• _Entries shown_
BEGIN

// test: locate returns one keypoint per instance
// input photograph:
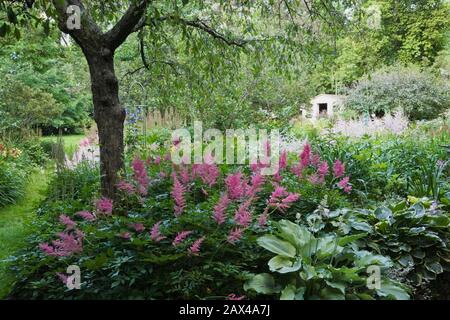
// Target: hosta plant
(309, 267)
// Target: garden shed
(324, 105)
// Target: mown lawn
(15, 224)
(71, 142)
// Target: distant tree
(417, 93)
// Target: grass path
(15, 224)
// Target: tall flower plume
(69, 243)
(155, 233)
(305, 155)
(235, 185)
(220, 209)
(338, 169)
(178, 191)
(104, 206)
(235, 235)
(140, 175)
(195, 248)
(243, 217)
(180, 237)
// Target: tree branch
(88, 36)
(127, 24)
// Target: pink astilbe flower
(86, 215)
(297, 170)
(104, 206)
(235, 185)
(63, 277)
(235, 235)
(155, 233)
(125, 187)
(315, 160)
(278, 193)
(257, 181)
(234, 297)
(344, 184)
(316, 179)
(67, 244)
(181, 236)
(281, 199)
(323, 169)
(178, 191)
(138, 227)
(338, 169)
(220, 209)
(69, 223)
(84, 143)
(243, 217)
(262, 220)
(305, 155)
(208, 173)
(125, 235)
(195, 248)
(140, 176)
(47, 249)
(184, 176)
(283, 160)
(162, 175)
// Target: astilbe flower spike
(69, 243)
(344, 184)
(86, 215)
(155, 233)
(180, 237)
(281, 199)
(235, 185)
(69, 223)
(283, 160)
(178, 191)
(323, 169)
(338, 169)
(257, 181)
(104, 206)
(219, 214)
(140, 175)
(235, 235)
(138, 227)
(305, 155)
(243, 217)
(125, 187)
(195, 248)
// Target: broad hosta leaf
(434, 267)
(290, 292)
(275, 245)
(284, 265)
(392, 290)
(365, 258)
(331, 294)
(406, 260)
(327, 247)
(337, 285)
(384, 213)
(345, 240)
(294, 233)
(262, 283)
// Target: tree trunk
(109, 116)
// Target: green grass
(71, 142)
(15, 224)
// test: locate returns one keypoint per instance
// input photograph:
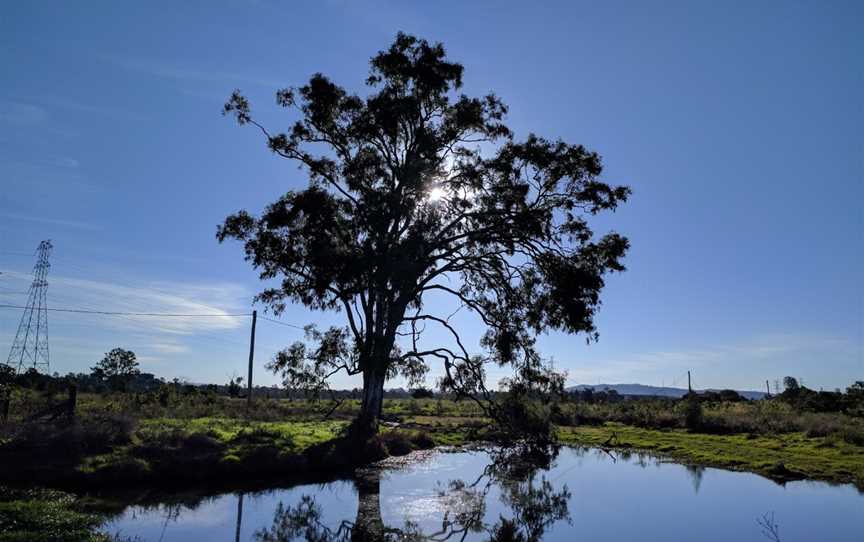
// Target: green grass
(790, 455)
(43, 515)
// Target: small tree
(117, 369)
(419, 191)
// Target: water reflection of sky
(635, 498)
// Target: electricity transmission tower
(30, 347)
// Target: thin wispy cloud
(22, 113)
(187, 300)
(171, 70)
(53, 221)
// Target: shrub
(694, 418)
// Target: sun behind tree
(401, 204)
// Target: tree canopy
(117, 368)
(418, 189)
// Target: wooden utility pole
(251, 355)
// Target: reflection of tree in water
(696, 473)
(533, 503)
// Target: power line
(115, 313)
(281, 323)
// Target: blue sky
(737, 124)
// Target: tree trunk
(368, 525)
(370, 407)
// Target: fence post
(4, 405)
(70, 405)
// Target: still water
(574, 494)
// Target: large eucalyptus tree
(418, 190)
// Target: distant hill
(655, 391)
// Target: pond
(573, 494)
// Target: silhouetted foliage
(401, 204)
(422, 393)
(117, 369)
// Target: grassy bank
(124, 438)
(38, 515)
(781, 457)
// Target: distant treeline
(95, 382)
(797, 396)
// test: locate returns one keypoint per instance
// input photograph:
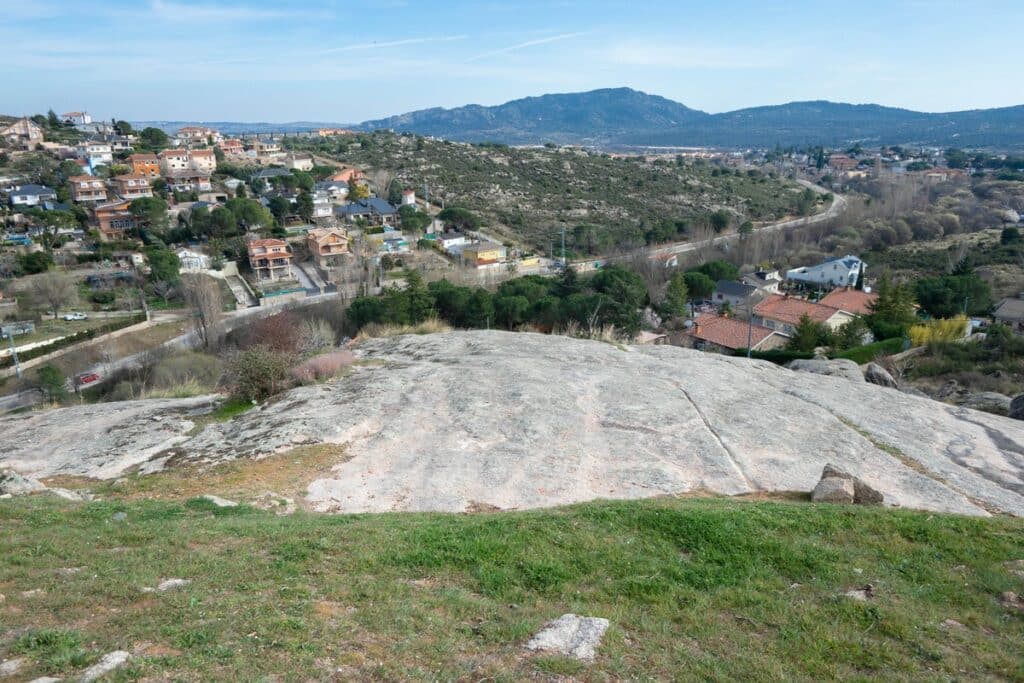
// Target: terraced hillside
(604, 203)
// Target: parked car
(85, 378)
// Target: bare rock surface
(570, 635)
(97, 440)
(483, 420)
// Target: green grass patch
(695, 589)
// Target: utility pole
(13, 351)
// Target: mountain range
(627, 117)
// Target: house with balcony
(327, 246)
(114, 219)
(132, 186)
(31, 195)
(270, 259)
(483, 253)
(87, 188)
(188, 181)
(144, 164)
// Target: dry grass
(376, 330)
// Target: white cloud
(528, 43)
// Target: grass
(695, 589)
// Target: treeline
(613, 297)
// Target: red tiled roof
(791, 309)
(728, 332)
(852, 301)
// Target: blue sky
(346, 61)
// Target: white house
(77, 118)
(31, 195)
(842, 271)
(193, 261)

END

• _Problem_
Please transcribe all of the records above exactly, leaving out any pictures.

• _Your response_
// test: locate returns one keypoint per instance
// input photograph:
// Target: hosta plant
(309, 267)
// Target: garden shed
(324, 105)
// Target: mown lawn
(15, 224)
(71, 142)
// Target: distant tree
(417, 93)
// Target: grass path
(15, 224)
// Target: tall flower plume
(69, 243)
(155, 233)
(305, 155)
(235, 185)
(220, 209)
(338, 169)
(178, 191)
(104, 206)
(235, 235)
(140, 175)
(195, 248)
(243, 217)
(180, 237)
// Target: tree branch
(88, 36)
(127, 24)
// Target: pink astilbe flower
(86, 215)
(297, 170)
(104, 206)
(235, 185)
(63, 277)
(235, 235)
(155, 233)
(125, 187)
(315, 160)
(278, 193)
(257, 181)
(234, 297)
(344, 184)
(316, 179)
(67, 244)
(181, 236)
(281, 199)
(323, 169)
(178, 191)
(138, 227)
(338, 169)
(220, 209)
(69, 223)
(84, 143)
(243, 217)
(262, 220)
(305, 155)
(208, 173)
(125, 235)
(195, 248)
(140, 176)
(47, 249)
(184, 176)
(283, 160)
(162, 175)
// Target: astilbe flower spike
(69, 243)
(344, 184)
(86, 215)
(155, 233)
(180, 237)
(281, 199)
(235, 185)
(69, 223)
(283, 160)
(178, 191)
(323, 169)
(338, 169)
(257, 181)
(104, 206)
(219, 214)
(140, 175)
(235, 235)
(138, 227)
(305, 155)
(243, 217)
(125, 187)
(195, 248)
// Target: broad hosta leaf
(434, 267)
(290, 292)
(275, 245)
(284, 265)
(392, 290)
(365, 258)
(331, 294)
(406, 260)
(327, 247)
(337, 285)
(384, 213)
(345, 240)
(294, 233)
(262, 283)
// Target: tree trunk
(109, 116)
// Target: green grass
(71, 142)
(15, 224)
// test: locate returns one keypoint per instance
// input photograph:
// Target: green grass
(790, 455)
(43, 515)
// Target: small tree
(117, 369)
(419, 191)
// Target: water reflection of sky
(635, 498)
// Target: electricity transmission tower
(30, 347)
// Target: thin wispy cloud
(22, 113)
(187, 300)
(171, 70)
(53, 221)
// Target: shrub
(694, 418)
// Target: sun behind tree
(401, 204)
// Target: tree canopy
(117, 368)
(418, 189)
// Target: wooden utility pole
(251, 355)
// Target: reflection of tree in water
(696, 473)
(533, 503)
// Target: power line
(115, 313)
(281, 323)
// Target: blue sky
(737, 124)
// Target: tree trunk
(368, 525)
(370, 407)
// Target: fence post
(4, 405)
(70, 405)
// Target: still water
(574, 494)
// Target: large eucalyptus tree
(418, 190)
// Target: distant hill
(655, 391)
// Target: pond
(573, 494)
// Target: silhouetted foliage
(401, 204)
(422, 393)
(117, 369)
// Target: grassy bank
(124, 438)
(38, 515)
(781, 457)
// Target: distant treeline
(95, 382)
(797, 396)
// test: locate returns one keypoint per instance
// input photograph:
// Target: terraced hillside
(604, 203)
// Target: parked car
(85, 378)
// Target: bare rock surface
(570, 635)
(97, 440)
(483, 420)
// Target: green grass patch
(695, 589)
// Target: utility pole
(13, 351)
// Target: mountain range
(627, 117)
// Target: house with balcony
(327, 246)
(114, 219)
(132, 186)
(31, 195)
(270, 259)
(483, 253)
(87, 188)
(188, 181)
(144, 164)
// Target: dry grass
(376, 330)
// Target: white cloud
(528, 43)
// Target: grass
(695, 589)
// Target: treeline
(613, 297)
// Target: red tiled roof
(791, 309)
(728, 332)
(852, 301)
// Target: blue sky
(346, 61)
// Target: white house
(77, 118)
(31, 195)
(842, 271)
(193, 261)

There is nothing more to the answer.